ESERCIZIO SCRITTO 1: Individua e ricopia ogni riga dei dati che contiene la stringa "vent", tenendo conto di maiuscole e minuscole.
ESERCIZIO SCRITTO 2: Prosegui l'intervista a Stefano Rodotà sui Pacs a partire dal punto in cui si interrompe.
══ TESTO DI PARTENZA
PACS, PERCHÉ LA CARTA DICE DI SÌ - intervista a Stefano Rodotà
Patti civili di solidarietà, dopo l'intervento a gamba tesa di
monsignor Ruini la polemica impazza. E la posta in gioco non riguarda solo le
unioni di fatto, ma più in profondità la concezione della famiglia, della
sessualità, dei diritti fondamentali. E rinnova, pochi mesi dopo l'accesa
campagna referendaria sulla procreazione assistita, il problema della laicità
dello Stato. Ne parliamo con Stefano Rodotà, ordinario di diritto civile alla
Sapienza di Roma, ex garante della privacy, coestensore della Carta europea dei
diritti.
Il presidente della Cei sostiene che i Pacs sono incostituzionali. Lo sono?
Nella Costituzione italiana c'è l'articolo 29, che definisce la famiglia una
"società naturale fondata sul matrimonio", ma c'è anche l'articolo
2, che garantisce i diritti inviolabili dell'individuo "sia come singolo
sia nelle formazioni sociali in cui si svolge la sua personalità", nonché
l'articolo 3, sul divieto di discriminazione per le condizioni personali dei
cittadini. Mi pare evidente che i Pacs servono appunto a sanare alcune
discriminazioni, e che le convivenze rientrino nelle "formazioni
sociali" cui si riferisce l'articolo 2. Formazioni che peraltro vanno
assumendo peso e rilevanza crescente: l'ultimo rapporto Istat stima che nell'ul
timo decennio il numero delle unioni di fatto è salito a 550.000, circa il
doppio dei matrimoni. Un fenomeno di questa entità domanda attenzione
istituzionale. E infatti ce l'ha: alla Camera, in commissione giustizia, è in
corso un'indagine conoscitiva serissima sull'argomento che contrasta con la
bagarre mediatica di questi giorni. Ma questo è solo un pezzo del discorso.
════
══ RIGHE DI DATI
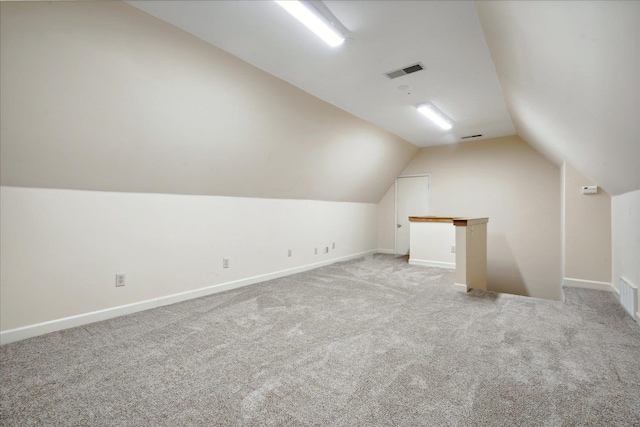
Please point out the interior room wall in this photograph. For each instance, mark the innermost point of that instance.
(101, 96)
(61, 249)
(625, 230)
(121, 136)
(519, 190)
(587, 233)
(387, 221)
════
══ RIGHE DI DATI
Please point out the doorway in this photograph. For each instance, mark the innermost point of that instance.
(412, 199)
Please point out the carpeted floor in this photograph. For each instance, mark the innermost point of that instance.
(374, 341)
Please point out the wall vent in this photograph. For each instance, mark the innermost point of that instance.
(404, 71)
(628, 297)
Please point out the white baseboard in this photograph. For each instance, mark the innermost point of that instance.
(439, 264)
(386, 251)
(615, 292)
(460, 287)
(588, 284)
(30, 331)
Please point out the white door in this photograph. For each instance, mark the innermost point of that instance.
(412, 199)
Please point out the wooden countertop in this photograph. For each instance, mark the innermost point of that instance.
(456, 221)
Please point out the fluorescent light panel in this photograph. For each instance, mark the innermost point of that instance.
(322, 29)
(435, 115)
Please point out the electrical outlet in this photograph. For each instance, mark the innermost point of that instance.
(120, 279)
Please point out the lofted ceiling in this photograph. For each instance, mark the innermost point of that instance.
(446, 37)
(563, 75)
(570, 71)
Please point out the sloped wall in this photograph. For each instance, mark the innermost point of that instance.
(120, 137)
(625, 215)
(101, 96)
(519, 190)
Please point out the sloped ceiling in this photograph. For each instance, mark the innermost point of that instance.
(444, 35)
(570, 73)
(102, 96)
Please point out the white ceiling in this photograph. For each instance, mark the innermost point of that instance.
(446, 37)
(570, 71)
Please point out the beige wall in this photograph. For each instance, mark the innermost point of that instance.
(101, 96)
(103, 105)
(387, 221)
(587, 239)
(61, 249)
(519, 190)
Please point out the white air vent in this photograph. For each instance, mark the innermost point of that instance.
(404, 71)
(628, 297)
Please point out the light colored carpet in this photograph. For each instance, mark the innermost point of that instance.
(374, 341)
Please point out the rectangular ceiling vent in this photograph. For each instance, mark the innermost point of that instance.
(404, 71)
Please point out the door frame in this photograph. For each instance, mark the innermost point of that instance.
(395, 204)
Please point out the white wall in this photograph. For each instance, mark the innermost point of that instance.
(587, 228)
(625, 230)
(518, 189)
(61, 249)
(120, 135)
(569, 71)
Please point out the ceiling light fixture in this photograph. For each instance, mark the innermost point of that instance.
════
RISPOSTA 1:
Please point out the wall vent in this photograph. For each instance, mark the innermost point of that instance.
Please point out the white air vent in this photograph. For each instance, mark the innermost point of that instance.
Please point out the rectangular ceiling vent in this photograph. For each instance, mark the innermost point of that instance.

RISPOSTA 2:
Perché non possiamo più discutere di diritti, in materia di Pacs e in
qualunque materia, senza fare riferimento anche alla Carta europea dei diritti,
che ormai è diventata punto di riferimento per molte corti nazionali. E la
Carta europea contempla distintamente il diritto di sposarsi e il diritto di
formare una famiglia - un punto che a suo tempo non sfuggì alla Chiesa e non
mancò di sollevarne le obiezioni. Dunque, nel sistema costituzionale europeo
non si può più parlare come se il matrimonio fosse la regola e le altre forme
di unione familiare un'eccezione da tollerare. Sempre che nel sistema
costituzionale europeo si creda: ma se Frattini invoca l'adesione alla Carta
degli immigrati, non capisco perché essa non dovrebbe poi valere sui Pacs.
Ma la Chiesa prescinde tranquillamente dalla Carta europea, e inter preta a suo
modo la Costituzione italiana. E non è sola, a quanto pare.
Questa lettura chiusa della Costituzione speravamo di essercela lasciata alle
spalle con la riforma del diritto di famiglia del '75, che aveva archiviato il
modello unico, gerarchico e chiuso di famiglia e aveva aperto a una concezione
della famiglia basata sugli affetti e le relazioni reali. Anche nella prima metà
degli anni ‘70 circolava, nel mondo giuridico e politico, una lettura chiusa
degli articoli 29 e 30 della Costituzione, per impedire il riconoscimento dei
figli nati fuori dal matrimonio: i promotori del referendum abrogativo della
legge sul divorzio ne minacciarono un altro su questo punto, ma la vittoria del
no li bloccò e sbloccò la riforma del diritto di famiglia. Oggi il gioco è
rovesciato: la nostra sconfitta nel referendum sulla procreazione assistita
rafforza i tentativi di tornare a una interpretazione della Costituzione
precedente a quella riforma. Non c'è da stupirsi del resto: è un tassello del
più complessivo attacco alla prima parte della Costituzione che è in atto in
Italia non da oggi.
Non solo da parte della Chiesa, e non solo da parte della destra.
Come già si era visto durante il referendum sulla procreazione assistita.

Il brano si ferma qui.